Location identification lines
** Begin **

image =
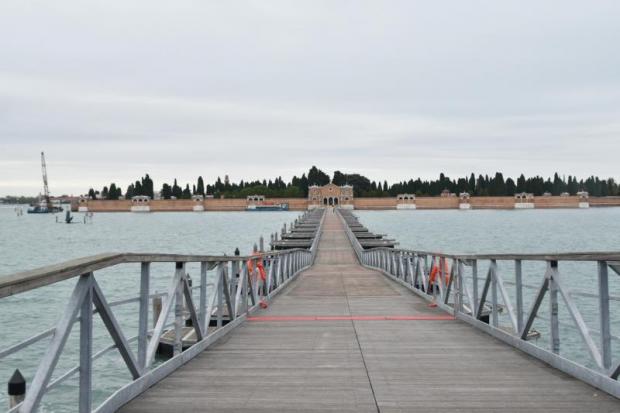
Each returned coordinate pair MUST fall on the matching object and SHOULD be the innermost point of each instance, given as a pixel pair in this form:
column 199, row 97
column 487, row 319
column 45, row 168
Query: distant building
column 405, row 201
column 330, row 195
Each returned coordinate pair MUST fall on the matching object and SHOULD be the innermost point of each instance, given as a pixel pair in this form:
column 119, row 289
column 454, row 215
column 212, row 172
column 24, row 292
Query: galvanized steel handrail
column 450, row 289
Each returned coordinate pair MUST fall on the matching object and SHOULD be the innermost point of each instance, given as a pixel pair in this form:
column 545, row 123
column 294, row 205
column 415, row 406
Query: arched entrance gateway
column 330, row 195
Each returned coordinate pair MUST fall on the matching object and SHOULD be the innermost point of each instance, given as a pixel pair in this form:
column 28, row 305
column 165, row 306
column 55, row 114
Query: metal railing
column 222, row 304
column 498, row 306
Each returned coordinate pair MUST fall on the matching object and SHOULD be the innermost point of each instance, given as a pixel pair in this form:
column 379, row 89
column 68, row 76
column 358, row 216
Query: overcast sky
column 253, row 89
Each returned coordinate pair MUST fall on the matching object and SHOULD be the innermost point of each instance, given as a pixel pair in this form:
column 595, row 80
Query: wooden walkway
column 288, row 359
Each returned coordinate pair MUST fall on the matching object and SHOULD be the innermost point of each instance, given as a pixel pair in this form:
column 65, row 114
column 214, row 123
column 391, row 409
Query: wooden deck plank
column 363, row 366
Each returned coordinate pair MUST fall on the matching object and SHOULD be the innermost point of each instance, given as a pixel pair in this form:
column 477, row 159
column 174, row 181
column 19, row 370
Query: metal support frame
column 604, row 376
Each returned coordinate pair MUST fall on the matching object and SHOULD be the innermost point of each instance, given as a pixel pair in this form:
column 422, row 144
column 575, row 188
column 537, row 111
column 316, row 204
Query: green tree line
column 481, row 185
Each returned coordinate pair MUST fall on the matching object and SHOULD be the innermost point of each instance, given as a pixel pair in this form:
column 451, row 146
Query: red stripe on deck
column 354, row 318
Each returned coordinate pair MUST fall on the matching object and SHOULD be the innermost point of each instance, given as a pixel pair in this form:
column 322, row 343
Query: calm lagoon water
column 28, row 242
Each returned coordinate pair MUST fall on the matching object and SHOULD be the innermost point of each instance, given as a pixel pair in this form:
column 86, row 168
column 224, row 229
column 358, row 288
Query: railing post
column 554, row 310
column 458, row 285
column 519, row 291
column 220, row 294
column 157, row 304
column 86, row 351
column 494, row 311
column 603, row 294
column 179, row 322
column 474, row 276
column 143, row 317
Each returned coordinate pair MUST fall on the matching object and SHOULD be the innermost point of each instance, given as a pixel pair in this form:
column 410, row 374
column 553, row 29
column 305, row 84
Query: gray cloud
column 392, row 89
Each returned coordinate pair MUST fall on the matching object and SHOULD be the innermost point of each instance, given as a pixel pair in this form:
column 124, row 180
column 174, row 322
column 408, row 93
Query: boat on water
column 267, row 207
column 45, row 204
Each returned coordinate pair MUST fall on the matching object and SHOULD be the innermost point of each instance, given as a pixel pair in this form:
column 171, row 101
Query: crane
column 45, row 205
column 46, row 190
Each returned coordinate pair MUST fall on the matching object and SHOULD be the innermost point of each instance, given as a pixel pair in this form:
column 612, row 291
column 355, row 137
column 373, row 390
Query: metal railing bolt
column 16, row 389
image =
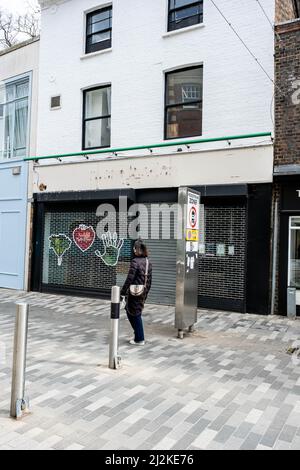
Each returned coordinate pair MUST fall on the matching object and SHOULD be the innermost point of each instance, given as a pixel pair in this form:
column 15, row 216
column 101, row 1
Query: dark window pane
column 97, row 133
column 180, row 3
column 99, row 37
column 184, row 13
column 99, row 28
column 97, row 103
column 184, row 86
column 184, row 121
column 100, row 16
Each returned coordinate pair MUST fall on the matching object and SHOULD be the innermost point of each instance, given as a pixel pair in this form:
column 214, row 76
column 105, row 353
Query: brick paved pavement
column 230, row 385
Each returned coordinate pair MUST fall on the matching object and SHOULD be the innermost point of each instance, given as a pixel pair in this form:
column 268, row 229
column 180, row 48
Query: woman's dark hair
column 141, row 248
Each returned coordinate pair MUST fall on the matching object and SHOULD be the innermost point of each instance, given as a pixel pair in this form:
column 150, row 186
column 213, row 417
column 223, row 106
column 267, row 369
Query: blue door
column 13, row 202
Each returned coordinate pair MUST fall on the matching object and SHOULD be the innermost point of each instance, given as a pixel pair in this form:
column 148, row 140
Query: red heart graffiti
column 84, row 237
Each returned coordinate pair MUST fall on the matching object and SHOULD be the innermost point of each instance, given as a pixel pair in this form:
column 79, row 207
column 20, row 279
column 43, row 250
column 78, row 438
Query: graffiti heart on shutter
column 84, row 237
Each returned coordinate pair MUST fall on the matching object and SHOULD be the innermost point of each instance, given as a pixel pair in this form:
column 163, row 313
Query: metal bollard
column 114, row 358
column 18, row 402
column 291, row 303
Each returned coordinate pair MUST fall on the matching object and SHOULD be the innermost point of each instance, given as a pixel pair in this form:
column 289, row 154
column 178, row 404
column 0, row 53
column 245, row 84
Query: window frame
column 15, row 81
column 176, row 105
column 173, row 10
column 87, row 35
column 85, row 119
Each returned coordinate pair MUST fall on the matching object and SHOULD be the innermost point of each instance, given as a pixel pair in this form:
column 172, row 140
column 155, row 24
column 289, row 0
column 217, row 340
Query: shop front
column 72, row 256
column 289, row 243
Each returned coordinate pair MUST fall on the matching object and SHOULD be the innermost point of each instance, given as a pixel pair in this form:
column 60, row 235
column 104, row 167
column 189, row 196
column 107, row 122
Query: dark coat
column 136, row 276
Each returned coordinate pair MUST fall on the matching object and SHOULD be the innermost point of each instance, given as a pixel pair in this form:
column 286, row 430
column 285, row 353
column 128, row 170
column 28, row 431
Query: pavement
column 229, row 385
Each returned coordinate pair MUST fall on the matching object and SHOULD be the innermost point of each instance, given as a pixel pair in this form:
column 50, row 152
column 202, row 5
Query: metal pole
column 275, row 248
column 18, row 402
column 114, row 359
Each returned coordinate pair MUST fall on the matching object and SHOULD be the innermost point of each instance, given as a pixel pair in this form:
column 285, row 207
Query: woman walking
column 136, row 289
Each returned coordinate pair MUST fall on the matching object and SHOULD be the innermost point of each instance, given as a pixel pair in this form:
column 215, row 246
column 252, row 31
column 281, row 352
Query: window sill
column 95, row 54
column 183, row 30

** End **

> What is required: Can you turn the lines above into a numbered list, omitting any blank lines and leaving the pictures out?

> Answer for this exercise:
1. image =
2. Each returned coordinate pair MUST fall on the matching object and SHOULD be the innermost point of each instance, given as a pixel pair in this form:
3. column 199, row 97
4. column 487, row 319
5. column 45, row 168
6. Query: distant building
7. column 405, row 201
8. column 330, row 195
9. Each returned coordinate pair MUST fall on the matching object and SHOULD be the innermost point of each instance, given as a pixel pair in this form:
10. column 119, row 289
11. column 454, row 215
12. column 212, row 172
13. column 24, row 292
14. Query: galvanized steel handrail
15. column 450, row 289
16. Each returned coordinate pair MUST fall on the matching object and SHOULD be the innermost point of each instance, given as a pixel pair in this form:
17. column 545, row 123
18. column 294, row 205
19. column 415, row 406
20. Query: arched entrance gateway
21. column 330, row 195
22. Each returned coordinate pair MUST fall on the matching object and SHOULD be the innermost point of each instance, given as a pixel pair in this form:
23. column 28, row 305
24. column 165, row 306
25. column 55, row 114
26. Query: metal railing
27. column 222, row 304
28. column 498, row 306
29. Each returned coordinate pair MUST fall on the matching object and SHOULD be the innermost point of each instance, given as a pixel pair in this form:
30. column 379, row 89
31. column 68, row 76
32. column 358, row 216
33. Query: overcast sky
34. column 253, row 89
35. Each returned coordinate pair MUST fall on the matching object and SHOULD be the innermost point of each instance, given as a pixel pair in this form:
36. column 595, row 80
37. Query: wooden walkway
38. column 288, row 359
39. Each returned coordinate pair MUST fall on the matching object and SHOULD be the innermost point of each instance, given as a pixel pair in this form:
40. column 65, row 114
41. column 214, row 123
42. column 391, row 409
43. Query: wooden deck plank
44. column 363, row 366
45. Each returned coordinate pair MUST fall on the matching object and SHOULD be the innermost point of each instance, given as a pixel pair in this form:
46. column 477, row 159
47. column 174, row 181
48. column 19, row 370
49. Query: metal support frame
50. column 604, row 376
51. Each returned coordinate pair MUST fall on the matching object and SHOULD be the innermost point of each instance, given as a pixel pair in this form:
52. column 422, row 144
53. column 575, row 188
54. column 537, row 111
55. column 316, row 204
56. Query: green tree line
57. column 481, row 185
58. Each returned coordinate pair MUST fall on the matching object and SHOULD be the innermost point of each instance, given as a pixel pair in this form:
59. column 451, row 146
60. Query: red stripe on deck
61. column 354, row 318
62. Each returned coordinate pair MUST fall on the matching object and SHOULD be the innermost point of each instance, given as a pixel pair in this form:
63. column 322, row 343
64. Query: calm lagoon water
65. column 28, row 242
66. Each returned coordinate pair MUST fall on the matching object and SHOULD be the innermost point of each instance, given as a pixel pair in this form:
67. column 86, row 168
68. column 224, row 229
69. column 358, row 288
70. Query: railing post
71. column 554, row 310
72. column 458, row 285
73. column 519, row 291
74. column 220, row 294
75. column 157, row 304
76. column 86, row 351
77. column 494, row 311
78. column 603, row 294
79. column 179, row 322
80. column 474, row 276
81. column 143, row 317
82. Each returned coordinate pair MUST fall on the matching object and SHOULD be the innermost point of each instance, given as a pixel pair in this form:
83. column 410, row 374
84. column 553, row 29
85. column 305, row 84
86. Query: gray cloud
87. column 392, row 89
88. Each returned coordinate pair MUST fall on the matching object and SHOULD be the innermost point of each instance, given as a pixel pair in this form:
89. column 124, row 180
90. column 174, row 322
91. column 408, row 93
92. Query: boat on water
93. column 267, row 207
94. column 45, row 204
95. Each returned coordinate pair MUST fall on the matching object and SHOULD be the innermost point of each instance, given as a pixel pair in this form:
96. column 171, row 101
97. Query: crane
98. column 45, row 205
99. column 46, row 190
100. Each returned coordinate pair MUST fall on the matching object and SHOULD be the innermost point of each instance, given as a pixel pair in this form:
101. column 612, row 291
102. column 355, row 137
103. column 373, row 390
104. Query: metal railing bolt
105. column 16, row 389
106. image =
107. Each returned coordinate pair MUST fall on the matching object and SHOULD be the innermost point of each instance, given as a pixel pair in this form:
108. column 15, row 216
109. column 101, row 1
110. Query: dark window pane
111. column 97, row 133
112. column 180, row 3
113. column 99, row 37
114. column 184, row 13
115. column 99, row 28
116. column 97, row 103
117. column 184, row 86
118. column 184, row 121
119. column 100, row 16
120. Each returned coordinate pair MUST fall on the matching object and SHOULD be the innermost point of each instance, given as a pixel pair in this form:
121. column 214, row 76
122. column 105, row 353
123. Query: brick paved pavement
124. column 230, row 385
125. Each returned coordinate pair MUST fall on the matching object and SHOULD be the innermost point of each instance, given as a pixel pair in this form:
126. column 268, row 229
127. column 180, row 48
128. Query: woman's dark hair
129. column 141, row 248
130. Each returned coordinate pair MUST fall on the matching object and SHOULD be the innermost point of each instance, given as a pixel pair in this form:
131. column 150, row 186
132. column 213, row 417
133. column 223, row 106
134. column 267, row 369
135. Query: blue door
136. column 13, row 202
137. Each returned coordinate pair MUST fall on the matching object and SHOULD be the innermost point of each instance, given as a pixel pair in this form:
138. column 148, row 140
139. Query: red heart graffiti
140. column 84, row 237
141. Each returned coordinate pair MUST fall on the matching object and SHOULD be the innermost point of each instance, given as a pixel pair in this form:
142. column 79, row 207
143. column 20, row 279
144. column 43, row 250
145. column 78, row 438
146. Query: graffiti heart on shutter
147. column 84, row 237
148. Each returned coordinate pair MUST fall on the matching object and SHOULD be the innermost point of each instance, given as a pixel pair in this form:
149. column 163, row 313
150. Query: metal bollard
151. column 114, row 358
152. column 18, row 402
153. column 291, row 303
154. Each returned coordinate pair MUST fall on the matching object and SHOULD be the innermost point of each instance, given as a pixel pair in this form:
155. column 289, row 154
156. column 178, row 404
157. column 0, row 53
158. column 245, row 84
159. Query: window frame
160. column 15, row 81
161. column 176, row 105
162. column 173, row 10
163. column 87, row 35
164. column 85, row 119
165. Each returned coordinate pair MUST fall on the matching object and SHOULD be the innermost point of each instance, given as a pixel pair in this form:
166. column 172, row 140
167. column 155, row 24
168. column 289, row 0
169. column 217, row 340
170. Query: shop front
171. column 72, row 256
172. column 289, row 243
173. Each returned coordinate pair MUST fall on the matching object and SHOULD be the innermost point of each instance, given as a pixel pair in this form:
174. column 60, row 235
175. column 104, row 167
176. column 189, row 196
177. column 107, row 122
178. Query: dark coat
179. column 136, row 276
180. Each returned coordinate pair MUST fall on the matching object and SHOULD be the innermost point of each instance, given as a pixel pair in this form:
181. column 286, row 430
182. column 285, row 353
183. column 128, row 170
184. column 28, row 431
185. Query: pavement
186. column 229, row 385
187. Each returned coordinate pair MUST fall on the matching object and SHOULD be the innermost point of each instance, given as a pixel pair in this form:
188. column 50, row 152
189. column 202, row 5
190. Query: metal pole
191. column 275, row 248
192. column 18, row 402
193. column 114, row 359
194. Each returned coordinate pair MUST fall on the matching object and SHOULD be the innermost point of each instance, given as a pixel pair in this form:
195. column 285, row 207
196. Query: woman walking
197. column 136, row 289
198. Each returned coordinate pair MUST fall on the matching object and SHOULD be the innermost point of each instance, given as a pixel pair in this form:
199. column 215, row 246
200. column 252, row 31
201. column 281, row 352
202. Query: window sill
203. column 95, row 54
204. column 183, row 30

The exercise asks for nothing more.